Exercise instructions:
Please convert the lines below into a JSON list of strings, one string per line, leaving out any blank lines.

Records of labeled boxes
__________
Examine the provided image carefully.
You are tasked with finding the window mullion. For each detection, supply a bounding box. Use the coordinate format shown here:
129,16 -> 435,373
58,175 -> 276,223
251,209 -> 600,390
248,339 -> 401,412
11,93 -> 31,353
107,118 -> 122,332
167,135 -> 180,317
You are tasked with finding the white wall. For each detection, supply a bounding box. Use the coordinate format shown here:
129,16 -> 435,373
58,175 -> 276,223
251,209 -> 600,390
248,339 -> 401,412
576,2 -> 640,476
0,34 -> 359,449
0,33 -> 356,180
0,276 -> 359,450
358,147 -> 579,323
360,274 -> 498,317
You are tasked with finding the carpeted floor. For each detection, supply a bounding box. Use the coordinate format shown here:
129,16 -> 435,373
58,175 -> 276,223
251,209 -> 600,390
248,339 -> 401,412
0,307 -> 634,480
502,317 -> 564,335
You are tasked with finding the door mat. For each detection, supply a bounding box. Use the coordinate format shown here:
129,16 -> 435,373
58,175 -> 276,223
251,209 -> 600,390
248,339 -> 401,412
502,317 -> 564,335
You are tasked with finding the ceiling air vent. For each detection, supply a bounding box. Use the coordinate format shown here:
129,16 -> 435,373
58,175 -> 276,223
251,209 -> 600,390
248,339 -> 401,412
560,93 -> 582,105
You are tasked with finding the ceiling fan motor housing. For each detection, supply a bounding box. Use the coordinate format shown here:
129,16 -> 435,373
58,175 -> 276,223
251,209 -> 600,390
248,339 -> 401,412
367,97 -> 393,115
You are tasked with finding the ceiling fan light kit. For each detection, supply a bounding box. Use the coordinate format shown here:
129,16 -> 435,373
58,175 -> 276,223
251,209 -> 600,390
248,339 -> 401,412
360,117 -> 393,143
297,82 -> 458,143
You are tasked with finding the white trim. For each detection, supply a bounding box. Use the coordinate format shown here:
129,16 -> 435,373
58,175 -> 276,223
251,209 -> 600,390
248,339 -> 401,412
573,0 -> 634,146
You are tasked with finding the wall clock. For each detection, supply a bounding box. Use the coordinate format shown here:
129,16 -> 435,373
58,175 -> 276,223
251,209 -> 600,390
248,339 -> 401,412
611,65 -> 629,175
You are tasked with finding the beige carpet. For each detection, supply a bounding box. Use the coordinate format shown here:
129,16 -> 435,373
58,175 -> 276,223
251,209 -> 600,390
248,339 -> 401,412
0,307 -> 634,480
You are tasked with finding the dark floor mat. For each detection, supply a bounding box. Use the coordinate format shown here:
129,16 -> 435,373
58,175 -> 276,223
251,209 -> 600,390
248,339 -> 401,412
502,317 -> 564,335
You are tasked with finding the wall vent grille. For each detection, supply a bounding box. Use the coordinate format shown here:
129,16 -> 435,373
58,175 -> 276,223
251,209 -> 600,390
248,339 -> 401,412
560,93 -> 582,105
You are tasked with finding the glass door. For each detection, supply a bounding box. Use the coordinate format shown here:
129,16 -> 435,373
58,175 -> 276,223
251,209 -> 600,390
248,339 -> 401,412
__________
Result of the exercise:
[
  "Examine the provided image carefully.",
  "You are tasked with finding the window mullion. For each detection, supply a bounding box. Use the coordinate format shown here:",
  "129,16 -> 435,373",
  "58,175 -> 276,223",
  "251,209 -> 600,390",
  "248,339 -> 401,412",
  "11,93 -> 31,353",
  "107,118 -> 122,332",
  "167,135 -> 180,317",
  "You are tasked with finding the white wall. For each detection, supply a bounding box. Use the coordinate format shown here:",
  "129,16 -> 435,373",
  "58,175 -> 276,223",
  "251,209 -> 600,390",
  "248,339 -> 401,412",
  "576,2 -> 640,476",
  "0,34 -> 359,449",
  "0,33 -> 356,180",
  "0,276 -> 359,450",
  "358,147 -> 579,323",
  "360,274 -> 498,317",
  "You are tasked with finding the carpeted floor. For each detection, supply a bounding box. Use the coordinate format shown here:",
  "129,16 -> 435,373",
  "58,175 -> 276,223",
  "251,209 -> 600,390",
  "248,339 -> 401,412",
  "0,307 -> 634,480",
  "502,317 -> 564,335",
  "You are tasked with finding the door mat. For each detection, supply a bounding box. Use the coordinate format shown here:",
  "129,16 -> 435,373",
  "58,175 -> 276,223",
  "251,209 -> 600,390",
  "248,339 -> 401,412",
  "502,317 -> 564,335",
  "You are tasked with finding the ceiling air vent. For each detection, supply a bounding box. Use the coordinate format shown here:",
  "129,16 -> 435,373",
  "58,175 -> 276,223",
  "251,209 -> 600,390",
  "248,339 -> 401,412",
  "560,93 -> 582,105",
  "You are tasked with finding the ceiling fan motor housing. For each detection, supply a bounding box. Use the coordinate format shown here:",
  "129,16 -> 435,373",
  "58,175 -> 276,223",
  "251,209 -> 600,390",
  "248,339 -> 401,412",
  "367,97 -> 393,115",
  "You are tasked with finding the ceiling fan light kit. For each detection, supply a bounding box. Use the coordinate format shown here:",
  "129,16 -> 435,373",
  "58,175 -> 276,223",
  "251,209 -> 600,390",
  "248,339 -> 401,412",
  "360,117 -> 393,143",
  "297,82 -> 458,143",
  "You are tasked with finding the white trim. For each detection, supply a bounding box. Use the coordinate format shown here:",
  "129,16 -> 435,373",
  "58,175 -> 276,223",
  "251,209 -> 600,390",
  "248,339 -> 401,412",
  "573,0 -> 634,146",
  "You are tasked with finding the wall clock. For each detection, supply a bounding box. Use the coordinate format shown here:",
  "129,16 -> 435,373",
  "58,175 -> 276,223",
  "251,209 -> 600,390",
  "248,339 -> 401,412",
  "611,65 -> 629,175",
  "You are tasked with finding the beige carpet. For each detection, supply a bounding box. Use the coordinate format shown here:",
  "129,16 -> 435,373",
  "58,175 -> 276,223",
  "251,209 -> 600,390",
  "248,339 -> 401,412",
  "0,307 -> 634,480",
  "You are tasked with finding the dark floor mat. For each detection, supply a bounding box. Use the coordinate format shown here:",
  "129,16 -> 435,373",
  "58,175 -> 276,223",
  "251,209 -> 600,390",
  "248,339 -> 401,412",
  "502,317 -> 564,335",
  "You are tasked with finding the wall vent grille. For each detection, supply a bounding box. Use the coordinate format shown here:",
  "129,16 -> 435,373",
  "58,175 -> 276,223",
  "251,209 -> 600,390",
  "248,339 -> 401,412",
  "560,93 -> 582,105",
  "You are tasked with finding the glass door. For each detection, supply a bounding box. Use the coordinate format shown here:",
  "129,16 -> 435,373",
  "58,175 -> 276,223",
  "251,209 -> 600,390",
  "248,339 -> 401,412"
]